Segment Start: EXTRACTED TEXT

2019 was a triumphant year for CBD with a number of huge developments contributing to enormous growth in the industry. The passing of the Agriculture Improvement Act of 2018 rose the starting gate for companies to sell legal, hemp-extracted cannabis products across the US from the beginning of the year. 2020 looks even greener, with a recent forecast by cannabis researcher BDS Analytics forecasting the U.S. CBD market to reach $20 billion in sales by 2024.
One of the primary reasons for the explosive growth of the industry sector is CBD’s potential for therapeutic effects. In 2018 the drug Epidiolex was approved by the Food and Drug Administration (FDA) for the treatment of epilepsy in sufferers two years old and older. CBD is also commonly used to treat anxiety, and another study from the European Journal of Pain showed CBD applied topically could help lower arthritic pain in animals.
CBD might be top dog right now, but there’s a new kid on the block: cannabis terpenes.
In the rest of this article, we’ll examine some of the reasons why terpenes are more than just a passing fad and will be a mainstay in the budding cannabis industry over the coming years.
While THC gave us the munchies and CBD offered up its boundless healing potential, terpenes sat anonymously in the corner giving our weed those wonderful variations in flavor and smell.

Segment End: EXTRACTED TEXT
Segment Start: PROVIDED INFORMATION

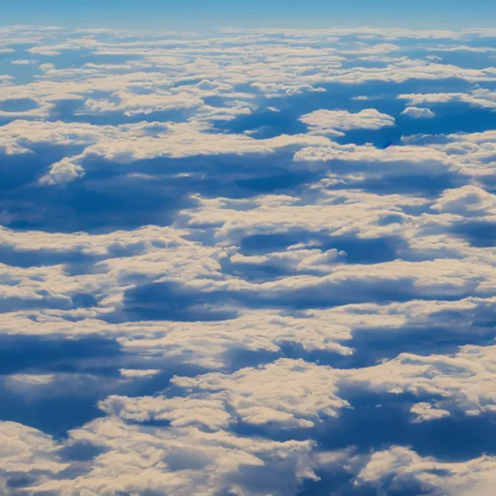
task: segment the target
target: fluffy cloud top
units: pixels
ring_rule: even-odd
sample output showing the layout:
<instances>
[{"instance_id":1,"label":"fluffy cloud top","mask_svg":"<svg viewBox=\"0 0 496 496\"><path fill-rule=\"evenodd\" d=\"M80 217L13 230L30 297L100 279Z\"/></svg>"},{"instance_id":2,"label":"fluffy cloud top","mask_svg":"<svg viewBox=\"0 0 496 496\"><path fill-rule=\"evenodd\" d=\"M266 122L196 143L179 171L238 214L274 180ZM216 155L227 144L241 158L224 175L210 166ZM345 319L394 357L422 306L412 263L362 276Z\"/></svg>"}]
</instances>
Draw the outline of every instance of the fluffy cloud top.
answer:
<instances>
[{"instance_id":1,"label":"fluffy cloud top","mask_svg":"<svg viewBox=\"0 0 496 496\"><path fill-rule=\"evenodd\" d=\"M495 36L0 28L0 493L492 496Z\"/></svg>"}]
</instances>

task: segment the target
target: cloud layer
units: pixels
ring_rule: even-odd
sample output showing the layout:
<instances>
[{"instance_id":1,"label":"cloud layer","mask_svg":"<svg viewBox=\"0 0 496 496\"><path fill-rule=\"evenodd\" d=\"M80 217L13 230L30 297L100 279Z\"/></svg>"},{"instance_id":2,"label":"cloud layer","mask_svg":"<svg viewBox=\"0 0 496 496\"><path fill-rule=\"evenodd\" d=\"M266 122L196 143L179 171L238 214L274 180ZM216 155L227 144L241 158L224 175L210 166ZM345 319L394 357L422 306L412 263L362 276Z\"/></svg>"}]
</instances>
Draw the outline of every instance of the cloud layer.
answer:
<instances>
[{"instance_id":1,"label":"cloud layer","mask_svg":"<svg viewBox=\"0 0 496 496\"><path fill-rule=\"evenodd\" d=\"M0 493L490 496L496 31L0 29Z\"/></svg>"}]
</instances>

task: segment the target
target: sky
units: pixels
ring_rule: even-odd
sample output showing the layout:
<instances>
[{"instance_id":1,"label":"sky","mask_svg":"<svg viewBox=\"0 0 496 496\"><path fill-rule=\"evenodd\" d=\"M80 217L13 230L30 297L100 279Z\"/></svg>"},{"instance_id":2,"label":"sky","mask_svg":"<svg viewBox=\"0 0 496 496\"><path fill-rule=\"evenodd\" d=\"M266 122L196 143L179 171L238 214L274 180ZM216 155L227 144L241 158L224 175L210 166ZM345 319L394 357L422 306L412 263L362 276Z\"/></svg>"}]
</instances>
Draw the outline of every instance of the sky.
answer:
<instances>
[{"instance_id":1,"label":"sky","mask_svg":"<svg viewBox=\"0 0 496 496\"><path fill-rule=\"evenodd\" d=\"M496 27L431 4L8 6L1 496L494 496Z\"/></svg>"},{"instance_id":2,"label":"sky","mask_svg":"<svg viewBox=\"0 0 496 496\"><path fill-rule=\"evenodd\" d=\"M495 15L490 0L20 0L2 6L1 23L197 30L335 25L461 29L492 27Z\"/></svg>"}]
</instances>

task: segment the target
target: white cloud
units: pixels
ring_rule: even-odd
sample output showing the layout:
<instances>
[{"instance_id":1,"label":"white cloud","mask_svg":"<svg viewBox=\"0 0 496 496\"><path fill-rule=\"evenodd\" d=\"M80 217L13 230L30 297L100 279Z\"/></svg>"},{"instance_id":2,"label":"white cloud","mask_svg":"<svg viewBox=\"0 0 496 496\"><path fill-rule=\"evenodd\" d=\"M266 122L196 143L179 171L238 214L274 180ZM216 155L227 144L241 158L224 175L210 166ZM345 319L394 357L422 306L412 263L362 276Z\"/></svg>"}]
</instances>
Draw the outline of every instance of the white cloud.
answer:
<instances>
[{"instance_id":1,"label":"white cloud","mask_svg":"<svg viewBox=\"0 0 496 496\"><path fill-rule=\"evenodd\" d=\"M344 110L317 110L302 116L301 120L314 134L342 135L340 130L377 130L395 125L395 119L375 108L366 108L356 113Z\"/></svg>"},{"instance_id":2,"label":"white cloud","mask_svg":"<svg viewBox=\"0 0 496 496\"><path fill-rule=\"evenodd\" d=\"M430 108L421 107L407 107L402 112L402 116L414 118L431 118L435 115Z\"/></svg>"}]
</instances>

Segment End: PROVIDED INFORMATION

- _PARTS OF THE EXERCISE_:
(a) Name every organization or publication mentioned in the article on CBD and terpenes.
(b) Reproduce the stretch of the article on CBD and terpenes from "In the rest" through "the coming years.".
(c) Answer these questions from the article on CBD and terpenes:
(i) What sales figure does BDS Analytics forecast for the U.S. CBD market by 2024?
(ii) For sufferers of what age was Epidiolex approved to treat epilepsy?
(iii) What do terpenes give weed, according to the article?
None of the records matter here.

- _EXERCISE SOLUTIONS_:
(a)
BDS Analytics
Food and Drug Administration (FDA)
European Journal of Pain

(b)
In the rest of this article, we’ll examine some of the reasons why terpenes are more than just a passing fad and will be a mainstay in the budding cannabis industry over the coming years.

(c)
(i) $20 billion
(ii) Two years old and older
(iii) Variations in flavor and smell